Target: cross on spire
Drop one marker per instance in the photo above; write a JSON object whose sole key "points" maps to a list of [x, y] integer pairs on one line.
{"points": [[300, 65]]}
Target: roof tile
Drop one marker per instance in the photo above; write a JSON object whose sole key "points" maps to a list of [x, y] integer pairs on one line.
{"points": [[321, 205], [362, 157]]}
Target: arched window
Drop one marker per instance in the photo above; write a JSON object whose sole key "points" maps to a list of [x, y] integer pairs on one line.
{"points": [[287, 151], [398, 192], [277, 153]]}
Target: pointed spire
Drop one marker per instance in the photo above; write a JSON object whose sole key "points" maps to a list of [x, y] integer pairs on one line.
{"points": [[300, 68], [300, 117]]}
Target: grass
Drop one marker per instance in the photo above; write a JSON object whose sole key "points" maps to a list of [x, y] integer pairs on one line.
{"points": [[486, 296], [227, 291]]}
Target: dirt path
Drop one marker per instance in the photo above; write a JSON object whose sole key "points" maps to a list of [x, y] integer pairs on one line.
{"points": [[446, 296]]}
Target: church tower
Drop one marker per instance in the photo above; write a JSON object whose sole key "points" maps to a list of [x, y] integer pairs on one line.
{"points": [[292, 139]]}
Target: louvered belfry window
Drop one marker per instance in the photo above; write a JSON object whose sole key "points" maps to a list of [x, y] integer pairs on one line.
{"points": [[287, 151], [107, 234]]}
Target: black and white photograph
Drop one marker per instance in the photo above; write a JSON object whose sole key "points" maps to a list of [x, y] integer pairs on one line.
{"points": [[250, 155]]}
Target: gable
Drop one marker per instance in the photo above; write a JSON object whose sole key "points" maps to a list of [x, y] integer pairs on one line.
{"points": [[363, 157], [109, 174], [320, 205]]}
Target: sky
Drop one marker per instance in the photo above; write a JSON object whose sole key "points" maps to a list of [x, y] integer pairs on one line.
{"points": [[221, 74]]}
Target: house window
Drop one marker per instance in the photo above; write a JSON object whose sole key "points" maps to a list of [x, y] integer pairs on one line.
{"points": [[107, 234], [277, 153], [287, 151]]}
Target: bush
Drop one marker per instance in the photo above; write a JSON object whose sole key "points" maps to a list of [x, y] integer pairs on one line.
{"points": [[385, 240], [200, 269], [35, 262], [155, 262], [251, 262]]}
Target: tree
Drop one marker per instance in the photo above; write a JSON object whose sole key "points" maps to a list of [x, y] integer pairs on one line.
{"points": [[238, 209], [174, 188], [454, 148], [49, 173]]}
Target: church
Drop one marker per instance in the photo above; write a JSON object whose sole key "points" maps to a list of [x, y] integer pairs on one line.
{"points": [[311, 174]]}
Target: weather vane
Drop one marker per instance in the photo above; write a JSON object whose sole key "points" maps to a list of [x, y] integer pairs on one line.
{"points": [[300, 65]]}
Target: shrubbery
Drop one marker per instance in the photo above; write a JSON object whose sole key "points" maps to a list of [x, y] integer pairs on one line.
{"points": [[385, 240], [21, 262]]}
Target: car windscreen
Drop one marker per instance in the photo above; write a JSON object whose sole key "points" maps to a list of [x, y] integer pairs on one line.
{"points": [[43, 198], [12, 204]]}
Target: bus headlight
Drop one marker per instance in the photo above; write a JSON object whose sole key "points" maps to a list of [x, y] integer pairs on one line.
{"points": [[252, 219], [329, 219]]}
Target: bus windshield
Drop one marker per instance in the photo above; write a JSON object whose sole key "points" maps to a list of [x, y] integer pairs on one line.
○ ○ ○ ○
**Task statement**
Write out the data again, exactly and in full.

**Answer to this task**
Target: cross on spire
Drop one marker per instance in the photo above; write a JSON object whose sole key "points" maps to a list of [x, y] integer pairs on one line.
{"points": [[300, 65]]}
Target: roof tile
Drop one marker per instance in the photo above; write a JSON object whose sole key "points" maps to a list of [x, y] integer pairs on one line.
{"points": [[321, 205], [362, 157]]}
Target: arched window
Drop one marker per instance in the photo above; write a JSON object whose sole key "points" maps to a list of [x, y] integer pairs on one line.
{"points": [[287, 151], [398, 192], [277, 153]]}
Target: pointed spire
Drop one marker per instance in the photo above; write a JSON object whose sole key "points" maps to a list of [x, y] integer pairs on one line.
{"points": [[300, 68], [300, 117]]}
Target: grass
Drop one marker per instance in the photo above; write a JSON object whose sole key "points" maps to a list of [x, y] integer pairs on one line.
{"points": [[486, 296], [227, 291]]}
Target: dirt path
Drop one marker per instance in the photo above; write a JSON object whose sole key "points" maps to a list of [x, y] integer pairs on one line.
{"points": [[446, 296]]}
Target: church tower
Drop one marker per instance in the photo above; write a JSON object whose sole key "points" maps to a list of [x, y] integer pairs on one line.
{"points": [[292, 139]]}
Target: louvered belfry window
Drop one marker per instance in the photo above; write a JSON object whose sole key "points" maps to a list of [x, y] integer pairs on one line.
{"points": [[287, 151], [107, 234]]}
Target: black and white photograph
Drop one marker per instance in the photo above; write a JSON object whose sole key "points" maps to a list of [x, y] integer pairs on one line.
{"points": [[250, 155]]}
Target: gable
Drop one marker per instance in the photo above; write a JSON object whose sole key "points" maps to a list of [x, y] integer pairs on one line.
{"points": [[363, 157], [109, 174], [320, 205]]}
Target: sky
Drop one marker per instance in the photo above; write a JSON object whose sole key "points" maps to a list of [x, y] integer pairs on one line.
{"points": [[221, 74]]}
Target: house window
Drop one marker per instance in the photo above; write a JSON object whose sole key "points" maps to a list of [x, y] integer pairs on one line.
{"points": [[107, 234], [277, 153], [287, 151]]}
Target: bush
Drop one marker per instance in the photo above; write a JSON object whose sole key "points" maps to a list of [x, y] integer pairs on one line.
{"points": [[385, 240], [200, 269], [35, 262], [155, 262], [251, 262]]}
Target: tree
Drop one marker per instance in the photo above; write a JSON object whose sole key "points" maps to a list of [x, y] integer pairs on one line.
{"points": [[238, 209], [174, 188], [454, 148], [49, 173]]}
Target: church
Drop one marker per instance in the photo above; write a JSON object whose sole key "points" maps to a list of [x, y] integer pairs on one line.
{"points": [[311, 174]]}
Target: weather vane
Drop one marker per instance in the photo above; write a JSON object whose sole key "points" maps to a list of [x, y] integer pairs on one line.
{"points": [[300, 65]]}
Target: shrubbery
Drop one marker per instance in the photo above; write a JSON object whose sole key "points" maps to a list of [x, y] integer pairs on one line.
{"points": [[385, 240], [21, 262]]}
Target: car windscreen
Drop one marker per instance in the photo above; write a JSON object whose sole key "points" maps to a list of [x, y] integer pairs on one line.
{"points": [[43, 198], [12, 204]]}
Target: bus headlight
Drop one marker per instance in the photo above; write a JSON object whose sole key "points" maps to a list of [x, y] integer pairs on one line.
{"points": [[252, 219], [329, 219]]}
Target: bus windshield
Drop one marker per instance in the photo above; write a JSON object whose sole key "points" maps to a list of [x, y] integer pairs on one line.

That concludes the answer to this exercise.